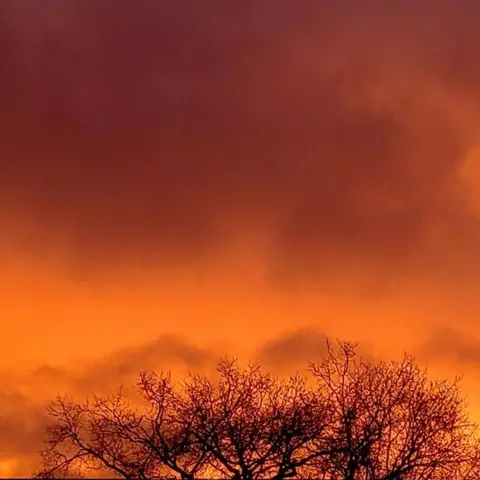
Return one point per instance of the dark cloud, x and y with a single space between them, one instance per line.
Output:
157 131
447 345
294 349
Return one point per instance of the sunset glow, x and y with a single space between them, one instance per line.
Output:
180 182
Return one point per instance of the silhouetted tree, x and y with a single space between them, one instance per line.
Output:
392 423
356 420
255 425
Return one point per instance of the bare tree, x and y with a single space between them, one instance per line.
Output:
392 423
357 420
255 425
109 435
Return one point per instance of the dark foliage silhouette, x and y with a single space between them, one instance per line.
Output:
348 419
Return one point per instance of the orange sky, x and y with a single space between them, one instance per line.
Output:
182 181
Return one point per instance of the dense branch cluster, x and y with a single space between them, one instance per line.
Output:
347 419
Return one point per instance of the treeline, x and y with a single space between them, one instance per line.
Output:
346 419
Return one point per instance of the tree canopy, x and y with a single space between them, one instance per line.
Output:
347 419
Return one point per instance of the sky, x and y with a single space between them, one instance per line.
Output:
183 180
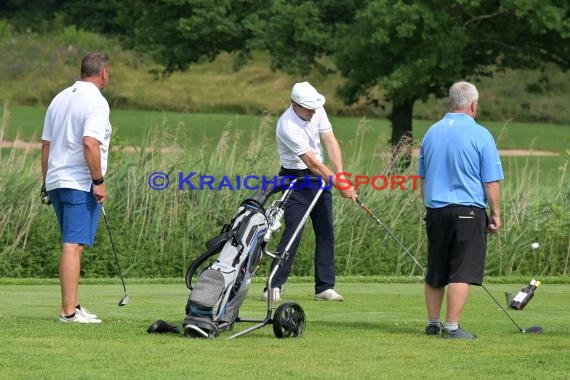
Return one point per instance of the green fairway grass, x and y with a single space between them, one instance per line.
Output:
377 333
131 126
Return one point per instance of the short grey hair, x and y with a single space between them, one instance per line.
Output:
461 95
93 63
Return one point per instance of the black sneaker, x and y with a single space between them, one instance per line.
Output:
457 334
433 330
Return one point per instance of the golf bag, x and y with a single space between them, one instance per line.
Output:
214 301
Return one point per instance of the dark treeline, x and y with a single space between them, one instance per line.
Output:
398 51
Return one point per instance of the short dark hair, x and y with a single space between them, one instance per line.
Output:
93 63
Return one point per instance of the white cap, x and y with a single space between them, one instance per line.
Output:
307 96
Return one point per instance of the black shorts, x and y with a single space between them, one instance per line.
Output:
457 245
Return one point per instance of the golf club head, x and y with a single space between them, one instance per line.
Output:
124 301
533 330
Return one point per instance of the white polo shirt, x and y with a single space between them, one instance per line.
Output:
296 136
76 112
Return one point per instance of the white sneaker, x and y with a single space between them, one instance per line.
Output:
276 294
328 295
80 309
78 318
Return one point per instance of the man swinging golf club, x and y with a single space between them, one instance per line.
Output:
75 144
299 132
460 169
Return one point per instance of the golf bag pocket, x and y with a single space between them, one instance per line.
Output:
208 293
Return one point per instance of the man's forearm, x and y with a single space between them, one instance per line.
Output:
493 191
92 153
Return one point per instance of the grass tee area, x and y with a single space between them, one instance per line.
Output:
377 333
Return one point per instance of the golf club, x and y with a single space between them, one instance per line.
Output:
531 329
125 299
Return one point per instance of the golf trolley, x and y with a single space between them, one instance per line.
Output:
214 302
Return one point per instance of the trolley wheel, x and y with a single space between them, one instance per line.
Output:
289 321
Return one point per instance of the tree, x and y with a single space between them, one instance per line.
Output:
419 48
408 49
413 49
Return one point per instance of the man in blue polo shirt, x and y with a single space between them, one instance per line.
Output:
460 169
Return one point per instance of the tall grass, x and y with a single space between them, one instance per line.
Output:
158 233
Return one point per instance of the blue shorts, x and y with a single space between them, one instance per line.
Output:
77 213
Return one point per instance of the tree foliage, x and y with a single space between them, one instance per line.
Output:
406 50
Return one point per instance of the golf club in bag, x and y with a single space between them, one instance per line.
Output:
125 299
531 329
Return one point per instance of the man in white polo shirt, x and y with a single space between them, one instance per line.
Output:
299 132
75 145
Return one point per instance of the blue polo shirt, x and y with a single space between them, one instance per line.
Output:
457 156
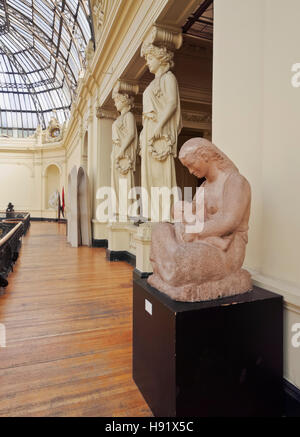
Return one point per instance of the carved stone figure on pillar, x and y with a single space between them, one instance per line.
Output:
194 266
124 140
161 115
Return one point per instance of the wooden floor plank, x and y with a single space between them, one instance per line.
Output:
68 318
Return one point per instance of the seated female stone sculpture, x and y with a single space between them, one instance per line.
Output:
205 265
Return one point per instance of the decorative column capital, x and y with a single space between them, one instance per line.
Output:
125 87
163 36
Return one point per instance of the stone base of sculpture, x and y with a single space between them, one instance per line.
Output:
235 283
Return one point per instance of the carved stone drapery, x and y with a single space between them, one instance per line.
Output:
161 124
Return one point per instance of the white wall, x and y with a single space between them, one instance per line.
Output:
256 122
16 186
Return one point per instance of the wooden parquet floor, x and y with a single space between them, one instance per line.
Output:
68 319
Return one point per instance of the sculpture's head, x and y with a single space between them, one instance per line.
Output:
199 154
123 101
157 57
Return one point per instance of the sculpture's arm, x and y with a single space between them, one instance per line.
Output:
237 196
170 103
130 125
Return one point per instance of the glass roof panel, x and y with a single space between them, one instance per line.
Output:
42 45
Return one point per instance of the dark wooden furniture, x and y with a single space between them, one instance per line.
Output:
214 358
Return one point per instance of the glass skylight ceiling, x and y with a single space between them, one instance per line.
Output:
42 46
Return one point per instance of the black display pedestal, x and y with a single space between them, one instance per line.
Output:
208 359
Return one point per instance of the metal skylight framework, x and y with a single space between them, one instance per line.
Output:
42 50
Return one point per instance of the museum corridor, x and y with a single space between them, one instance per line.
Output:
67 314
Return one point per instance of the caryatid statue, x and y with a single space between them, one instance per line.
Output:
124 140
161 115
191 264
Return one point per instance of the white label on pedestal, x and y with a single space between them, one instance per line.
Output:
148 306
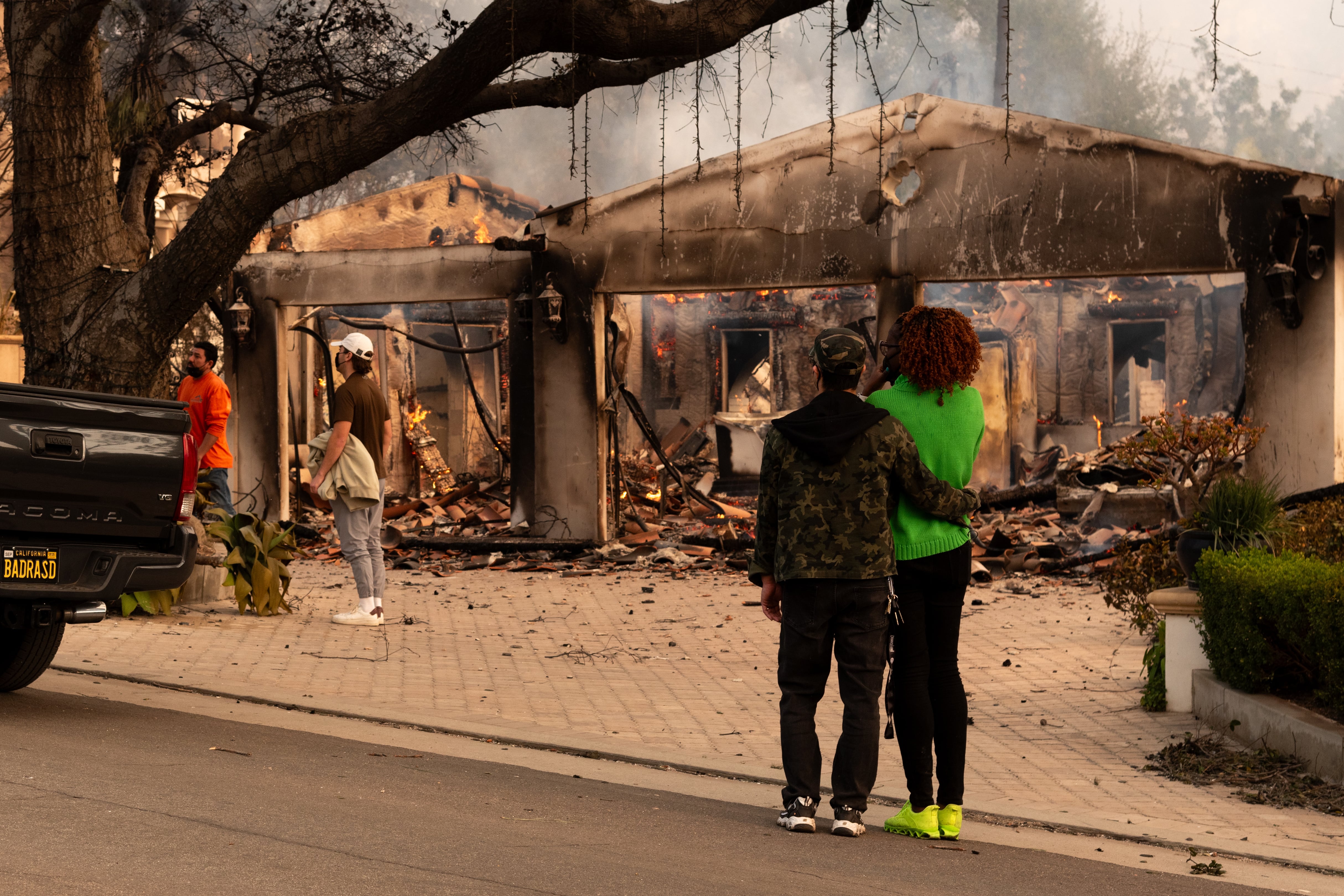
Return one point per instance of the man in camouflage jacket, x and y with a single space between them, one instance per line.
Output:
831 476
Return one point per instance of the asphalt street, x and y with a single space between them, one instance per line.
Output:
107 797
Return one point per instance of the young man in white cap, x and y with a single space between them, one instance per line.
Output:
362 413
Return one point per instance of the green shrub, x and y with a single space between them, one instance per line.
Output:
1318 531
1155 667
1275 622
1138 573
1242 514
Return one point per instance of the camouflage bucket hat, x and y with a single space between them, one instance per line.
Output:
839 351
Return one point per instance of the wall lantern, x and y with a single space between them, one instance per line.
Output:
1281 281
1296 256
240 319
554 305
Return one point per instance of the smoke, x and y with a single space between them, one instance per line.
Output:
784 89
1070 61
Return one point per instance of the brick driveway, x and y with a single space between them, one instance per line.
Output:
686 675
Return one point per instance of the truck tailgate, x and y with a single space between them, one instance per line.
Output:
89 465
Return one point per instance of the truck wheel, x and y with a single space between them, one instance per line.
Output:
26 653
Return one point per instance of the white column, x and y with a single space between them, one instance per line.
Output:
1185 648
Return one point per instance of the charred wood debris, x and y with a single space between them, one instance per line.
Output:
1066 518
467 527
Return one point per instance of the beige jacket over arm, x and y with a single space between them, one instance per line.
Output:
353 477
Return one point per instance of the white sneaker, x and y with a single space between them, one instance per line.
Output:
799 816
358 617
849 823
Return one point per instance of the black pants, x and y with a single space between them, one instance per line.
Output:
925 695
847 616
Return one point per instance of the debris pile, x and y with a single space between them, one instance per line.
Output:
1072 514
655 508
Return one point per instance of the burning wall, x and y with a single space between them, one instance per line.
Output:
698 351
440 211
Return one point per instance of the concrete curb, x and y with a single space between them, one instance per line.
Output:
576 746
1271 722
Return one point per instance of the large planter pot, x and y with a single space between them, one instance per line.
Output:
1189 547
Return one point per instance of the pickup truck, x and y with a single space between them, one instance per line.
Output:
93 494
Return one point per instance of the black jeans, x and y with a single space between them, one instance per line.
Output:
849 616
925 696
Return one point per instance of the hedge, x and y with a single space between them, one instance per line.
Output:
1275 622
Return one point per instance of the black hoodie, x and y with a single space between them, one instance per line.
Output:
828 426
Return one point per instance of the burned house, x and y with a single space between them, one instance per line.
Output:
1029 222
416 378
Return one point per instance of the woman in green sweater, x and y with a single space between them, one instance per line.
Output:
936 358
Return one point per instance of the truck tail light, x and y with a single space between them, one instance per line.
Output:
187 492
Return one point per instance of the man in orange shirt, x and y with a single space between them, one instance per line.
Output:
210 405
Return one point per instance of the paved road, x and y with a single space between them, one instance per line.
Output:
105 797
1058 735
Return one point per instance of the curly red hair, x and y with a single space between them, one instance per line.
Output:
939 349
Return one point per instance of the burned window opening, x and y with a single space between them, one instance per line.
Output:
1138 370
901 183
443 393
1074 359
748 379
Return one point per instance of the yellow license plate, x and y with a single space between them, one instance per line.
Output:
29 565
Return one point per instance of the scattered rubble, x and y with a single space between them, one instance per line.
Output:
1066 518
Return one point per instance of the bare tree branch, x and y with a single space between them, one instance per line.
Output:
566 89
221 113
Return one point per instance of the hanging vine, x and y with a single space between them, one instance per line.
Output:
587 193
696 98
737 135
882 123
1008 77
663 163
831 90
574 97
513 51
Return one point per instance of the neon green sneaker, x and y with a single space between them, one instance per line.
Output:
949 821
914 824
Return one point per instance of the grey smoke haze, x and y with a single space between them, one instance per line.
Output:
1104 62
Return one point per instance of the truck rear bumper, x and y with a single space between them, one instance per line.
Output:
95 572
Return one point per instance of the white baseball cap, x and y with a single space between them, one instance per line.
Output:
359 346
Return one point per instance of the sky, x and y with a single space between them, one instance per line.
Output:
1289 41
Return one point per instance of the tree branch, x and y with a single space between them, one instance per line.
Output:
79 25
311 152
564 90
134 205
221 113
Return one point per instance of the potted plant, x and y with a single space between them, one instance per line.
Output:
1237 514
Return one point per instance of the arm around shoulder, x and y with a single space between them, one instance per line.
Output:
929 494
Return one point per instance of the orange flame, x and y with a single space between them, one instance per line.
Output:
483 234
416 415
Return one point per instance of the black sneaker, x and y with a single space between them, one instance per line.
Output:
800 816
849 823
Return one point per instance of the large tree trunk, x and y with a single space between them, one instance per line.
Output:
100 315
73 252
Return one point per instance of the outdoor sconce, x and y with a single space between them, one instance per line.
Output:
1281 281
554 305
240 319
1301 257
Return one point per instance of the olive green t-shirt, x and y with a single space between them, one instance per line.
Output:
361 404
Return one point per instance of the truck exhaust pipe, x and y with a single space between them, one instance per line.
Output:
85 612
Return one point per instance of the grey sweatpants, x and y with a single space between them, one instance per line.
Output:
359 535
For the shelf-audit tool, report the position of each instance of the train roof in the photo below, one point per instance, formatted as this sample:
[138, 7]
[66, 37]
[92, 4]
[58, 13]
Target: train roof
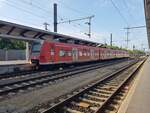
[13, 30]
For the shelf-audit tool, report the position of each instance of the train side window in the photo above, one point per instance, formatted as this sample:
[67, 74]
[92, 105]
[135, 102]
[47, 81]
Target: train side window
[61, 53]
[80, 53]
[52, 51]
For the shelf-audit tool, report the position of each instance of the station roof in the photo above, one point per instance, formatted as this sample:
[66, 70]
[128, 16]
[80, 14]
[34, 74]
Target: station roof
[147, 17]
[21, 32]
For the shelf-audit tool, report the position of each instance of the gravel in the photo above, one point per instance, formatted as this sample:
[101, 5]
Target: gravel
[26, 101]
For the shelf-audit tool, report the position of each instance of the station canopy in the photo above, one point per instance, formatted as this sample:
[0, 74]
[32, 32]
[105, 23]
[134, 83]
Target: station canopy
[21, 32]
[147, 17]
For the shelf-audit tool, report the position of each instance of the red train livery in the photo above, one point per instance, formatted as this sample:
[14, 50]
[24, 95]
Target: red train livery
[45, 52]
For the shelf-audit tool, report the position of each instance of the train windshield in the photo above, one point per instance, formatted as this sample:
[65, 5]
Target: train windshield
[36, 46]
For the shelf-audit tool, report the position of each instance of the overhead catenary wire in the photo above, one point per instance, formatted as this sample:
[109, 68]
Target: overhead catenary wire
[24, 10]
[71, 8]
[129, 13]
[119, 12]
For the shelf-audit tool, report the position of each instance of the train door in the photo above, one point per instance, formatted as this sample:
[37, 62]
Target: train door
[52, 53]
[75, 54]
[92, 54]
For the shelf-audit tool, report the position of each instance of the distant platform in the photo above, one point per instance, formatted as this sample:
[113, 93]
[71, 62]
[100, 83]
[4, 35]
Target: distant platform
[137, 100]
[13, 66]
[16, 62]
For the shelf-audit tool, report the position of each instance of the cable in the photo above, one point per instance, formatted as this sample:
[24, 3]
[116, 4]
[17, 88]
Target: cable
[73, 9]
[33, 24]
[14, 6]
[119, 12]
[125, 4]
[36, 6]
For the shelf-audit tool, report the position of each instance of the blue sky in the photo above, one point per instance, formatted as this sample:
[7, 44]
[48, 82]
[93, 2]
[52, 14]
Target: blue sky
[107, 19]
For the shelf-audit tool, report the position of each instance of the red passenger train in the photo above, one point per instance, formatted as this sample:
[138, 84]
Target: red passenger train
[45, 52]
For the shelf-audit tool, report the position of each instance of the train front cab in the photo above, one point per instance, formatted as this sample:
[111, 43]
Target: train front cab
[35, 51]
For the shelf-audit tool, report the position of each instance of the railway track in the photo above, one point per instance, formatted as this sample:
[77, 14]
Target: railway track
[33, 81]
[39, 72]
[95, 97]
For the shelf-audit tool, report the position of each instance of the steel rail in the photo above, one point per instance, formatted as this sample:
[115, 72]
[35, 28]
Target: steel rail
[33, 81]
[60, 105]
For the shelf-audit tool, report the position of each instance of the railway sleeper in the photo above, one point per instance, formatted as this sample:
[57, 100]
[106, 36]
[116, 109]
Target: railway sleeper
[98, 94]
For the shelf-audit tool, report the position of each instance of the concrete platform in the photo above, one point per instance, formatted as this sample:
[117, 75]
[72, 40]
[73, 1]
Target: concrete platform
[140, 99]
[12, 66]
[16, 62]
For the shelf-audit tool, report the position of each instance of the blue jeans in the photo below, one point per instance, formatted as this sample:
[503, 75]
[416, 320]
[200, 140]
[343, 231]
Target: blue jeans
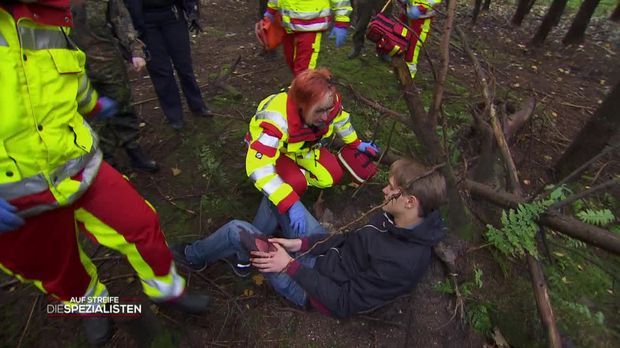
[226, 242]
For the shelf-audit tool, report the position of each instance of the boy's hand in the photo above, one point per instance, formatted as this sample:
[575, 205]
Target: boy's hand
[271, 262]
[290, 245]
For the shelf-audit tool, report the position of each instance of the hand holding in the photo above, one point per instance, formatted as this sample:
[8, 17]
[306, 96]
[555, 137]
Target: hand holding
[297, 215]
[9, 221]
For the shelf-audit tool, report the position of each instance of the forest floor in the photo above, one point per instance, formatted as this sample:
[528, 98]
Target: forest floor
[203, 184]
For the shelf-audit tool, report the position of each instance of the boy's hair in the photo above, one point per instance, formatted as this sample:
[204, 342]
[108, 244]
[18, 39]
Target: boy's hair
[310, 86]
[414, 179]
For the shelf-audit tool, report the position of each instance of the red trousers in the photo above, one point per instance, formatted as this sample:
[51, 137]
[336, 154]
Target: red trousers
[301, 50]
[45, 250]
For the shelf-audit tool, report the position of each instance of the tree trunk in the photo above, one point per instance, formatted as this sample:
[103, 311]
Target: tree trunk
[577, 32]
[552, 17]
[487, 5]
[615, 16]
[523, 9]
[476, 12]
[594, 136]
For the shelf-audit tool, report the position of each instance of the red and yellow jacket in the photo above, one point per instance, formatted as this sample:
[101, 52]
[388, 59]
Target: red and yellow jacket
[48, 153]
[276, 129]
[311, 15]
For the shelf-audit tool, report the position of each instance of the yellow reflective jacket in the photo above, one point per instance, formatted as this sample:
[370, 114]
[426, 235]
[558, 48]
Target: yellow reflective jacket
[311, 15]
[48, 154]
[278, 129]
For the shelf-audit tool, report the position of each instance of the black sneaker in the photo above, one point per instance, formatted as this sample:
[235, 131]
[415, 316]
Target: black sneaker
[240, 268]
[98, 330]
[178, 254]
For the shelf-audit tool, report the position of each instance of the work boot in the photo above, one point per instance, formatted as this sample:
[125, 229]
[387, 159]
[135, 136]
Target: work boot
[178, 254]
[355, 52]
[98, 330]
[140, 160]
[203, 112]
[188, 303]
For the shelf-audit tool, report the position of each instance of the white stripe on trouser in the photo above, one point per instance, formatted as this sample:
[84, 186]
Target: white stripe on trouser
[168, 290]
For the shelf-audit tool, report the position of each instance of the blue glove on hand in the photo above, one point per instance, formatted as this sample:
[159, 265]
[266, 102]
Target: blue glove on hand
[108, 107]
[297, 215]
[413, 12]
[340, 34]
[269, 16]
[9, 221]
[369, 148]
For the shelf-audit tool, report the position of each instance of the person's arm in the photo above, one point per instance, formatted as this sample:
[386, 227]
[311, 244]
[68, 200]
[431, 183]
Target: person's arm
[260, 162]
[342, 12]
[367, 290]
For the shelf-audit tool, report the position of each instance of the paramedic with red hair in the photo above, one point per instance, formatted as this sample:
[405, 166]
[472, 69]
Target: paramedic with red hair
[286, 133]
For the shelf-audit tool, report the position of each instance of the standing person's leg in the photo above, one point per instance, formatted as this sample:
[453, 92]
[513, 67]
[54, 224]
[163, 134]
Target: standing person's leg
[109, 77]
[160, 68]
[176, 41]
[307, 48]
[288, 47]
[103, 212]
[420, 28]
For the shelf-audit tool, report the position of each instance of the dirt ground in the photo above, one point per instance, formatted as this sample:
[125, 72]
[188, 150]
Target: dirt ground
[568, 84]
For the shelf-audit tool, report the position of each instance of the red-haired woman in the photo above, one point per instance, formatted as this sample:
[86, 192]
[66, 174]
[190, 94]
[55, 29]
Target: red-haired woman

•••

## AIM OF THE EXERCISE
In the records above, how many lines include "camouflage"? Give that number and nothing more.

## SOLUTION BELOW
2